The opposition also claimed control in Zwara, about 30 miles (50 kilometers) from the Tunisian border in the west, after local army units sided with the protesters and police fled.
"The situation here is very secure, the people here have organized security committees, and there are people who have joined us from the army," said a 25-year-old unemployed university graduate in Zwara. "This man (Qaddafi) has reached the point that he's saying he will bring armies from African (to fight protesters). That means he is isolated," he said.
The division of the country -- and defection of some army units to the protesters -- raises the possibility the opposition could try an assault on the capital. On the Internet, there were calls by protesters for all policemen, armed forces and youth to march to Tripoli on Friday.
In his speech Tuesday night, Qaddafi defiantly vowed to fight to his "last drop of blood" and roared at supporters to strike back against Libyan protesters to defend his embattled regime.
"You men and women who love Qaddafi ... get out of your homes and fill the streets," Qaddafi said. "Leave your homes and attack them in their lairs."
Qaddafi appears to have lost the support of several tribes and his own diplomats, including Libya's ambassador in Washington, Ali Adjali, and deputy U.N. Ambassador Ibrahim Dabbashi.

- _TASK TO CARRY OUT_: Extend the news report on the Libyan protests, picking up after its final sentence. The listing is separate material with no connection to the news report on the Libyan protests.

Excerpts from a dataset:
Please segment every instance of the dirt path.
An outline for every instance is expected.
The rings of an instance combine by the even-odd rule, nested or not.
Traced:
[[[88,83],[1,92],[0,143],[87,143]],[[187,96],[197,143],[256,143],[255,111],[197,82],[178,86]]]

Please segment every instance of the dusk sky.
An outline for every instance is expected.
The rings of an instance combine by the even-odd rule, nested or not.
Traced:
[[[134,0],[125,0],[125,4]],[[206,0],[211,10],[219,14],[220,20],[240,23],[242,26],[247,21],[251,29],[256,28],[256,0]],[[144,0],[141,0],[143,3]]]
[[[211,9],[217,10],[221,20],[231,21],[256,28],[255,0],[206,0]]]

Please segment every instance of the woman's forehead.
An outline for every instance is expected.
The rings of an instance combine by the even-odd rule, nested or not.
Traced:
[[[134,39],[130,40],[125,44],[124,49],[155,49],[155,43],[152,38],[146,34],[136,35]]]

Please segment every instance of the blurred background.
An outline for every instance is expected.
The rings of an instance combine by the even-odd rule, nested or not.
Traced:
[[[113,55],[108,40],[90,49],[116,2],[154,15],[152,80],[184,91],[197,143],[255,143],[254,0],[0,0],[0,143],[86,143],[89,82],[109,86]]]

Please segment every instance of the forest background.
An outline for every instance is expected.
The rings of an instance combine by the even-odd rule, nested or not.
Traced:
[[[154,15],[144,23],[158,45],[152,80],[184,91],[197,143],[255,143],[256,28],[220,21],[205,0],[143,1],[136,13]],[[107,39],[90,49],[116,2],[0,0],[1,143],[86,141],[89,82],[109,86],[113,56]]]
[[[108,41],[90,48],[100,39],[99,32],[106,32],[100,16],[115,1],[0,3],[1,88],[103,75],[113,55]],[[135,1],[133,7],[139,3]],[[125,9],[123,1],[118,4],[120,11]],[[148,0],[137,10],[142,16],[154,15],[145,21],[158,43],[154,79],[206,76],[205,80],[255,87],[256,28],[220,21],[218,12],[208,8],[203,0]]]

...

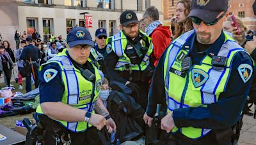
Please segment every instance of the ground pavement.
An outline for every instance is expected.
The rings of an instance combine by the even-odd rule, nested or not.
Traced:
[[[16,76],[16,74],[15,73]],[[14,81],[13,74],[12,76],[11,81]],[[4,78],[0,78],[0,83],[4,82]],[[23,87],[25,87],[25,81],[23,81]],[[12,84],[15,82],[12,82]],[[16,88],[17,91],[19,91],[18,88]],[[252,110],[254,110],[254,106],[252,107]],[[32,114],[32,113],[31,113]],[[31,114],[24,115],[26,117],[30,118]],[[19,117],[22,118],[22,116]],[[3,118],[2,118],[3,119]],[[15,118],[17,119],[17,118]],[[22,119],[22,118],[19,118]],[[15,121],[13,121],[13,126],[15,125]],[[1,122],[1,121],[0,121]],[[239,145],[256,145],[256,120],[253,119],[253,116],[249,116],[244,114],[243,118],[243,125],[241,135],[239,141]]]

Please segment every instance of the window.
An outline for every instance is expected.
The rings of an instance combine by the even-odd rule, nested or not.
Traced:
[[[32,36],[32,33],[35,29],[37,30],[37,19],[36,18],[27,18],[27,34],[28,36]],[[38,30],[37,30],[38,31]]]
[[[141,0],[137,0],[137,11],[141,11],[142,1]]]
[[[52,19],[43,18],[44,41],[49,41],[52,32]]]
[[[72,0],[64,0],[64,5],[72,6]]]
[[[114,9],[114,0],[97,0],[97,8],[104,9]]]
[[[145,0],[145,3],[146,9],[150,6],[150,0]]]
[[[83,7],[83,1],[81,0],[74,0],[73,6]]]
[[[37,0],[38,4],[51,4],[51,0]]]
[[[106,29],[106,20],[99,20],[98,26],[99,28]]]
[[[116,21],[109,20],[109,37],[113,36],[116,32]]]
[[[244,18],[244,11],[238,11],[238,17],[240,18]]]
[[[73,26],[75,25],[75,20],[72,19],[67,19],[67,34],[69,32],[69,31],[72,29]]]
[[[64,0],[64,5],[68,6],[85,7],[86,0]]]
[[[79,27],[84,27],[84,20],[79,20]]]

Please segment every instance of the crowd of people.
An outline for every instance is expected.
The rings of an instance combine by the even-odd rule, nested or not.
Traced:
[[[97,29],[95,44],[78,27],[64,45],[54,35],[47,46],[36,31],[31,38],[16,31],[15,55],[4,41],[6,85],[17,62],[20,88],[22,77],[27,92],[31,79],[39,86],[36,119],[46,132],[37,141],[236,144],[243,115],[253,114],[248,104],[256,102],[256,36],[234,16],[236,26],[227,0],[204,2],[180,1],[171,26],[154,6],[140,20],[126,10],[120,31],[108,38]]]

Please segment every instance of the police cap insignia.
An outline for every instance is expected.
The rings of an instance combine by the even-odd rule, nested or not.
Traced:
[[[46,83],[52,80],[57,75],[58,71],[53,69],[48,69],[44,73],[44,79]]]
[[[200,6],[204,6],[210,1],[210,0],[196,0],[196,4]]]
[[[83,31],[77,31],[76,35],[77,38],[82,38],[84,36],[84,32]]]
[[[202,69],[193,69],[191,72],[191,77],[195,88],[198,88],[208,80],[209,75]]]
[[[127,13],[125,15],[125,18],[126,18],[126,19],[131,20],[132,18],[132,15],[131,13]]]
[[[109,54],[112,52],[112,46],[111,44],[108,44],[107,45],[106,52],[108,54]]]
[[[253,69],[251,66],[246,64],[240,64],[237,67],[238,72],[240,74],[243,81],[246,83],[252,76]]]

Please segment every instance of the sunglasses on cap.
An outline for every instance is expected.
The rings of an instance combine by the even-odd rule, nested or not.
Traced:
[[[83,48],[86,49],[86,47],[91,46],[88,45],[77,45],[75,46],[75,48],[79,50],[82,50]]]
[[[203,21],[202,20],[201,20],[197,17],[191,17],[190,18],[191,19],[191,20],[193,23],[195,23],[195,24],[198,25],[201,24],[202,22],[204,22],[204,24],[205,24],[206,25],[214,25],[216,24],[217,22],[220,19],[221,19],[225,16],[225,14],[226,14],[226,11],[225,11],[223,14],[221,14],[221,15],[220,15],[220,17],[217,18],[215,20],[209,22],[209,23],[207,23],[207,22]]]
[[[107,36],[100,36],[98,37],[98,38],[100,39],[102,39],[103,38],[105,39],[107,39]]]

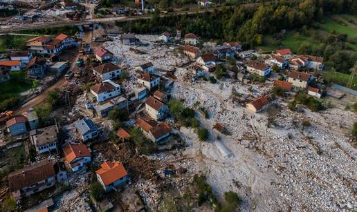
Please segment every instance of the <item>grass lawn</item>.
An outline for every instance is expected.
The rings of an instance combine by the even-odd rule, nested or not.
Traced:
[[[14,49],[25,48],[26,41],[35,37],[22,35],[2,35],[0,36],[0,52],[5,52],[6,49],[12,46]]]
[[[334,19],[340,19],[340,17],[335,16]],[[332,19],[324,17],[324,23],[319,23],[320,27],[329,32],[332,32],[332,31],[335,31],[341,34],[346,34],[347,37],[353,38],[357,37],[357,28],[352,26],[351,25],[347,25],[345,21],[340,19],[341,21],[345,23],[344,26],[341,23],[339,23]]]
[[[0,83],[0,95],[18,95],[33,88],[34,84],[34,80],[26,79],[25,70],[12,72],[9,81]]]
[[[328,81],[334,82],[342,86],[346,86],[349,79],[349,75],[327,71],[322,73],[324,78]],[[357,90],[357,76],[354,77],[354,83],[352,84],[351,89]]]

--

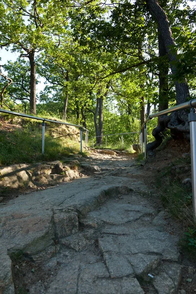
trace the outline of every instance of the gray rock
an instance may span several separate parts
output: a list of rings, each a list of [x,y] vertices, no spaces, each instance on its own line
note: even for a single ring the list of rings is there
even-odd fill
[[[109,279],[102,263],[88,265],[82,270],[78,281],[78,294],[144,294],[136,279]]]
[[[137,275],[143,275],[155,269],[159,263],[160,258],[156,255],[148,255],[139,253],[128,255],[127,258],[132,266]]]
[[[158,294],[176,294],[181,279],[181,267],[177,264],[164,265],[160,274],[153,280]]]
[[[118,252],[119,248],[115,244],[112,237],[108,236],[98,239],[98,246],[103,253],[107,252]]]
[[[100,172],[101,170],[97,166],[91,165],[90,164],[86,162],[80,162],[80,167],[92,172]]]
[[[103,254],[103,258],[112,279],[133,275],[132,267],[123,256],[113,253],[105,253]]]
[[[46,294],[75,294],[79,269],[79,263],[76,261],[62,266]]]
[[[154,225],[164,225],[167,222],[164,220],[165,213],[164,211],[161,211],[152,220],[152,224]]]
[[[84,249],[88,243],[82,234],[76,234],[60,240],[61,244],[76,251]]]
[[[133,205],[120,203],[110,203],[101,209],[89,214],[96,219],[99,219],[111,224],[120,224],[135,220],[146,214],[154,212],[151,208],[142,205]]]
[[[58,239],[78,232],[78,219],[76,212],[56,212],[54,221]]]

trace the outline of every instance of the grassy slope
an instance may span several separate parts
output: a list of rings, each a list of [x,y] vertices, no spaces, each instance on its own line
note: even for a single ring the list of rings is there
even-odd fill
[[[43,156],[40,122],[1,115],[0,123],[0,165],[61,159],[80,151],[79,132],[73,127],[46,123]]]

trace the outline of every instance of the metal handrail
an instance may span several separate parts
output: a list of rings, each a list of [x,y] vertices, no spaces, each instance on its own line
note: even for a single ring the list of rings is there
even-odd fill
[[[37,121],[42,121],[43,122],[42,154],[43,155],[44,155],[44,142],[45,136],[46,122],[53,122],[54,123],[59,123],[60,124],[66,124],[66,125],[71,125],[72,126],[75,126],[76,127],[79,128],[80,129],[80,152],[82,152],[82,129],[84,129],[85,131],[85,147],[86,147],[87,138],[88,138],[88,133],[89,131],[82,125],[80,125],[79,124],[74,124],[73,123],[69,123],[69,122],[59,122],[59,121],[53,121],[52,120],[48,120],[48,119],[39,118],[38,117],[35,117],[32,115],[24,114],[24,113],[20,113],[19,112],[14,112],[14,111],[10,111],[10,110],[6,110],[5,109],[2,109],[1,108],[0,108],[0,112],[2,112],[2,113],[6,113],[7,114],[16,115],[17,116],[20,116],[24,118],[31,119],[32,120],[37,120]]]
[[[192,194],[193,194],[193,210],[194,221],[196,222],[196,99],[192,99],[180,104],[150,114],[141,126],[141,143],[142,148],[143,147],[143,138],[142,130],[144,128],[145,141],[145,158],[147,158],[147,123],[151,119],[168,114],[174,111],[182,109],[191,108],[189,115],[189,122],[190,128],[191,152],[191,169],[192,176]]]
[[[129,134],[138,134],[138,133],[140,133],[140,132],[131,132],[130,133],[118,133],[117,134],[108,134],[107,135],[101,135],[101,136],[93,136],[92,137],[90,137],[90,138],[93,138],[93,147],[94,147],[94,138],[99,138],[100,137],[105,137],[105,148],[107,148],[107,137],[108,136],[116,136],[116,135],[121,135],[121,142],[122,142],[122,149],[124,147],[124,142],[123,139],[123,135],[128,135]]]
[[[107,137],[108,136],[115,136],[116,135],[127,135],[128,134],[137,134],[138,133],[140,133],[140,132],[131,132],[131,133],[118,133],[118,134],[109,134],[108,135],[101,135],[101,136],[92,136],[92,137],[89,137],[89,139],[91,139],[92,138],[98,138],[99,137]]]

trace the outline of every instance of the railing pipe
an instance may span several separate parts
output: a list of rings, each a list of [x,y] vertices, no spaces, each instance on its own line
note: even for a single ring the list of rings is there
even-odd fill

- _RESPONSE AREA_:
The Libyan Embassy in Austria also condemned the use of "excessive violence against peaceful demonstrators" and said in a statement Wednesday that it was representing the Libyan people.
International alarm has risen over the crisis, which sent oil prices soaring to the highest level in more than two years on Tuesday and sparked a scramble by European and other countries to get their citizens out of the North African nation. The U.N. Security Council held an emergency meeting that ended with a statement condemning the crackdown, expressing "grave concern" and calling for an "immediate end to the violence" and steps to address the legitimate demands of the Libyan people.
French President Nicolas Sarkozy also pressed Wednesday for European Union sanctions against Libya's regime because of its violent crackdown on protesters, and raised the possibility of cutting all economic and business ties between the EU and the North African nation.
"The continuing brutal and bloody repression against the Libyan civilian population is revolting," Sarkozy said in a statement. "The international community cannot remain a spectator to these massive violations of human rights."
Italian news reports have said witnesses and hospital sources in Libya are estimating there are 1,000 dead in Tripoli, the Libyan capital, alone.
"We have no complete information about the number of people who have died," Frattini said in a speech to a Catholic organization in Rome ahead of a briefing in Parliament on Libya. "We believe that the estimates of about 1,000 are credible."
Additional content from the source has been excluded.